Aim of the task
Could you please return each line of the data that has the word "roof"?

Supplied entries
Start of Block

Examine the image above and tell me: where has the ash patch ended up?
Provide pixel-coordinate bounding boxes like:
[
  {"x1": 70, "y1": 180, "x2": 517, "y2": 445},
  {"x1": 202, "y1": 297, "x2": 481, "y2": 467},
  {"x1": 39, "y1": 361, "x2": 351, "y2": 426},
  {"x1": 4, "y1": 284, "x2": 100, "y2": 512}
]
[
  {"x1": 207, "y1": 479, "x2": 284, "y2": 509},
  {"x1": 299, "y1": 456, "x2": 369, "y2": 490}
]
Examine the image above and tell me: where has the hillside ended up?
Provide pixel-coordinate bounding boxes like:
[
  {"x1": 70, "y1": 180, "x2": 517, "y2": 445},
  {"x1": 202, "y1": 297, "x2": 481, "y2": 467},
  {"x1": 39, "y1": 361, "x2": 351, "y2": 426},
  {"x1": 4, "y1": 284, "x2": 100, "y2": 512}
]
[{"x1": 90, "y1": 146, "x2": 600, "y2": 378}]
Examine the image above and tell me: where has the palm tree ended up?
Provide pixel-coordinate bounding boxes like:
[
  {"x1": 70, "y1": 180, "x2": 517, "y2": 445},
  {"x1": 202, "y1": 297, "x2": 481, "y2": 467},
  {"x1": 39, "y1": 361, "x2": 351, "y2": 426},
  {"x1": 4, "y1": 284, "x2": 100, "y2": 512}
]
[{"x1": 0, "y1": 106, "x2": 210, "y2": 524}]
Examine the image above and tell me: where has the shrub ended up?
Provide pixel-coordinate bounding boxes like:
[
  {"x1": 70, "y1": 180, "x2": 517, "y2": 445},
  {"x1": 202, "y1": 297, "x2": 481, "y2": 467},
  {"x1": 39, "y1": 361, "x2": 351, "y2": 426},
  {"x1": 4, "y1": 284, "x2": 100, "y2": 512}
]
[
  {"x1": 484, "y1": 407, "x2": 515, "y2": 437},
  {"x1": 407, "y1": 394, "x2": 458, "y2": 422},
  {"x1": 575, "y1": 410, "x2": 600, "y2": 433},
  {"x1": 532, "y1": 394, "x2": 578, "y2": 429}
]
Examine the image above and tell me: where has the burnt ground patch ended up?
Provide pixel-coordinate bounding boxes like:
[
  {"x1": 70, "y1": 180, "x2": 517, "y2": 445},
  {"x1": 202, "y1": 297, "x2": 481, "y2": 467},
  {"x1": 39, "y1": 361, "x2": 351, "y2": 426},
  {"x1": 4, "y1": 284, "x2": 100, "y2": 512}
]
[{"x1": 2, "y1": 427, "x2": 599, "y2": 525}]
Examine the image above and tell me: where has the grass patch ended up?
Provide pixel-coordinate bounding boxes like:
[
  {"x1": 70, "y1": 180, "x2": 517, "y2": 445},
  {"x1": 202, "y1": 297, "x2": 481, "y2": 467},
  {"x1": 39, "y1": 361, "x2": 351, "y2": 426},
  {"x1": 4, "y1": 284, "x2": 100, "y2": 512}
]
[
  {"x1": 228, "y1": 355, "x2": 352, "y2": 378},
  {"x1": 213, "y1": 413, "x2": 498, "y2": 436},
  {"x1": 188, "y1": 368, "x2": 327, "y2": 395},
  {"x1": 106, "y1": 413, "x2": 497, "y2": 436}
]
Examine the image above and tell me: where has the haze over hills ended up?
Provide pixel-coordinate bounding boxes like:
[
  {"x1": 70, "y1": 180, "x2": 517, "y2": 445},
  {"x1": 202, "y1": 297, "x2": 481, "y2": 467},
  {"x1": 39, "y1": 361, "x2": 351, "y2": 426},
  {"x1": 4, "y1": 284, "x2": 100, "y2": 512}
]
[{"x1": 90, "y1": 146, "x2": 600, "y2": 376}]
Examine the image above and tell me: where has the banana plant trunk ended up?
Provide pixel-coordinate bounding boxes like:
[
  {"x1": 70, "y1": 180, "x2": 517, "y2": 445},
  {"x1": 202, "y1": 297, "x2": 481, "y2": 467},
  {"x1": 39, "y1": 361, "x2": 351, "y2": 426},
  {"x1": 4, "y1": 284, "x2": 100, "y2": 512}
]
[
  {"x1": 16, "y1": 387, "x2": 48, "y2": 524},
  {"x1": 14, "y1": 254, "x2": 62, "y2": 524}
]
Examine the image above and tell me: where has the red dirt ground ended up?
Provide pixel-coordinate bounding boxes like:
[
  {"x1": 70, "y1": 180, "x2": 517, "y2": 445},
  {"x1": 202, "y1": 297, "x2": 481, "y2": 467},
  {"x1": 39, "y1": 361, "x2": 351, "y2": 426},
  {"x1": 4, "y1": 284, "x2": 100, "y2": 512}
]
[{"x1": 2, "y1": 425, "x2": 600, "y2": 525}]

End of Block
Start of Block

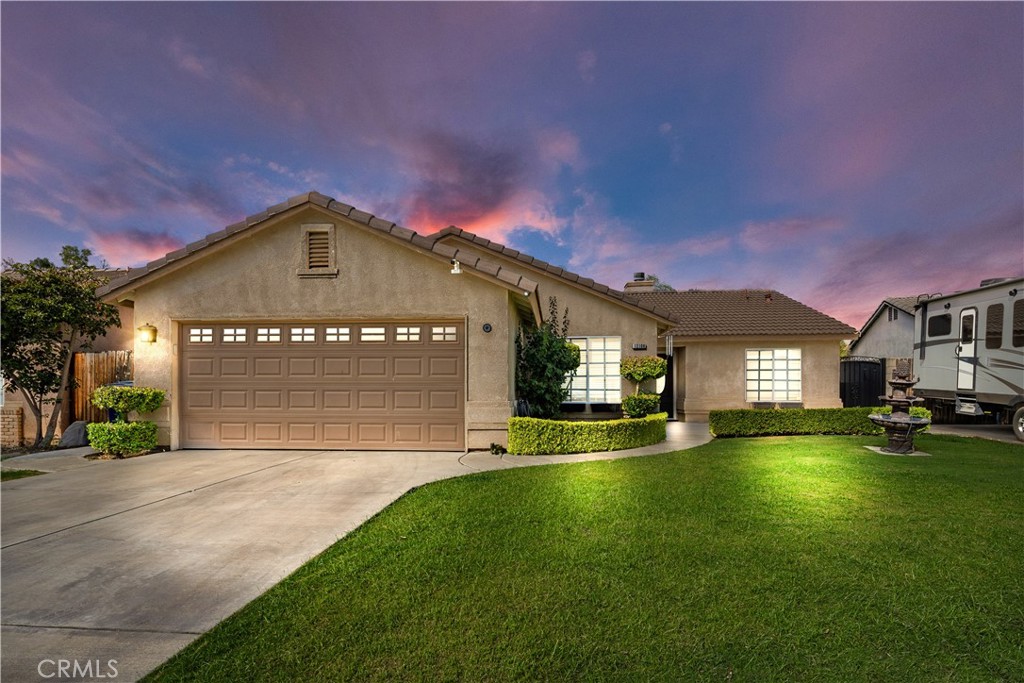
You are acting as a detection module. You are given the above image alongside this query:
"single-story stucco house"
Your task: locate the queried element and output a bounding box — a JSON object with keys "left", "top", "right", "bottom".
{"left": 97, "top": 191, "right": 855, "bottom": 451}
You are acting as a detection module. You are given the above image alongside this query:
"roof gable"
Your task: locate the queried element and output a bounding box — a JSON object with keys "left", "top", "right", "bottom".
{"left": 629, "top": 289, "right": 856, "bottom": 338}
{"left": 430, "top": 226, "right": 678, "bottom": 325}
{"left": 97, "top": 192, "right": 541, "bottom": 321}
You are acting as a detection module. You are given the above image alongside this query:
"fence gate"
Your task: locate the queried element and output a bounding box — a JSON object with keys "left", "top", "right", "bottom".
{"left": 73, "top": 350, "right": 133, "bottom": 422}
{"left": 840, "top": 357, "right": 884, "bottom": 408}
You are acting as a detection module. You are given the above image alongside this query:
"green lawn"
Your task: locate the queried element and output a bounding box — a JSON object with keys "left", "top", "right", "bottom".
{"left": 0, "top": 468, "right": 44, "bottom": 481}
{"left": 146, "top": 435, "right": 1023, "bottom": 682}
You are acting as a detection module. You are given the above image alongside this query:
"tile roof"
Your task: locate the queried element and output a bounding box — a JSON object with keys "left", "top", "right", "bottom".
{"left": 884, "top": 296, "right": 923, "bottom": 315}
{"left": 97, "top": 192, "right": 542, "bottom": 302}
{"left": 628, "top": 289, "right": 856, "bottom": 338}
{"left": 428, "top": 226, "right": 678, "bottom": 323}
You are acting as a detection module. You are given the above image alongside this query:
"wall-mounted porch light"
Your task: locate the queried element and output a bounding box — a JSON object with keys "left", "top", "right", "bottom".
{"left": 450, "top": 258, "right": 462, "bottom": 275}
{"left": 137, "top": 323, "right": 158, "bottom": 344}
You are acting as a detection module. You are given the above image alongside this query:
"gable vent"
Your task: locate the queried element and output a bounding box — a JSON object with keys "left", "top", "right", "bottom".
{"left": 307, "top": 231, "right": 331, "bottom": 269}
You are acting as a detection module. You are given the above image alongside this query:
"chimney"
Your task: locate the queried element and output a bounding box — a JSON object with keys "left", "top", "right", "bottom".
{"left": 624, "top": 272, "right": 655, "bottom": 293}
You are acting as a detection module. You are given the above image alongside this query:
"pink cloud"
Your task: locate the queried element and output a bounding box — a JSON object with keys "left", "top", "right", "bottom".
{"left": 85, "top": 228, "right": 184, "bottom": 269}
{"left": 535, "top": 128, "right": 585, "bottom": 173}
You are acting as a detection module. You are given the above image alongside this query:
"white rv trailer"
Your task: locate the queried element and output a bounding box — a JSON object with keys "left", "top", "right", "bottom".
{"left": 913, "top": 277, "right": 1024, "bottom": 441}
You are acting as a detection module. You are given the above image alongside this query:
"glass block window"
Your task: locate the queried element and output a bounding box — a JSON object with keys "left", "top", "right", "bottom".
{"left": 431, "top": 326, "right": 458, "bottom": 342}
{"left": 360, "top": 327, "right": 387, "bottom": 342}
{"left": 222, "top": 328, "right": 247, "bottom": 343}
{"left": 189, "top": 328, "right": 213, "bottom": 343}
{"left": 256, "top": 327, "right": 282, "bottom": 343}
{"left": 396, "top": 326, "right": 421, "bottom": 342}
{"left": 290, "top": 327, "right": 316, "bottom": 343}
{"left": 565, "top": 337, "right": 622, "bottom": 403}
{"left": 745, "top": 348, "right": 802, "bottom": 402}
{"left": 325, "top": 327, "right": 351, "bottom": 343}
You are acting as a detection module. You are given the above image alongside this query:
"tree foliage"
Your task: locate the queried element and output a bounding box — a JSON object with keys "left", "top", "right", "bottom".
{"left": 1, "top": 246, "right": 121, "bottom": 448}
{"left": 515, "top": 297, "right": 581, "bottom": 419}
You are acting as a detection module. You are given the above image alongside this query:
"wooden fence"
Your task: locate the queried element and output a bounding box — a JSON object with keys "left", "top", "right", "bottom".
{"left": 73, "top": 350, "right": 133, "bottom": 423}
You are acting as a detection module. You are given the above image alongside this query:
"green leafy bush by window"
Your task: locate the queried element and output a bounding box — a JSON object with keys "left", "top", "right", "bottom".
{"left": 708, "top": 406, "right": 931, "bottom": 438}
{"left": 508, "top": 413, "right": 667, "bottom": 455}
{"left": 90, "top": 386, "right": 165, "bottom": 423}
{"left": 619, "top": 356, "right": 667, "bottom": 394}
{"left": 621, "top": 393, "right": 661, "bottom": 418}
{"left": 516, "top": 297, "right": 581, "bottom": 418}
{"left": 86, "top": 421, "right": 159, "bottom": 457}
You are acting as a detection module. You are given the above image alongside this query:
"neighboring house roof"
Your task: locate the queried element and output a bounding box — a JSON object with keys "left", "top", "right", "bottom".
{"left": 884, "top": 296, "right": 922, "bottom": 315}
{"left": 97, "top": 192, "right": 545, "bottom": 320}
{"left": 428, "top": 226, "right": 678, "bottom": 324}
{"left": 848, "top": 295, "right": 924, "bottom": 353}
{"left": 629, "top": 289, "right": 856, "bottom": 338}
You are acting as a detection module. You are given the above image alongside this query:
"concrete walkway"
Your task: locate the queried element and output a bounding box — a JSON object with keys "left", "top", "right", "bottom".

End of Block

Result of the exercise
"roof gable"
"tile roof"
"neighboring house roof"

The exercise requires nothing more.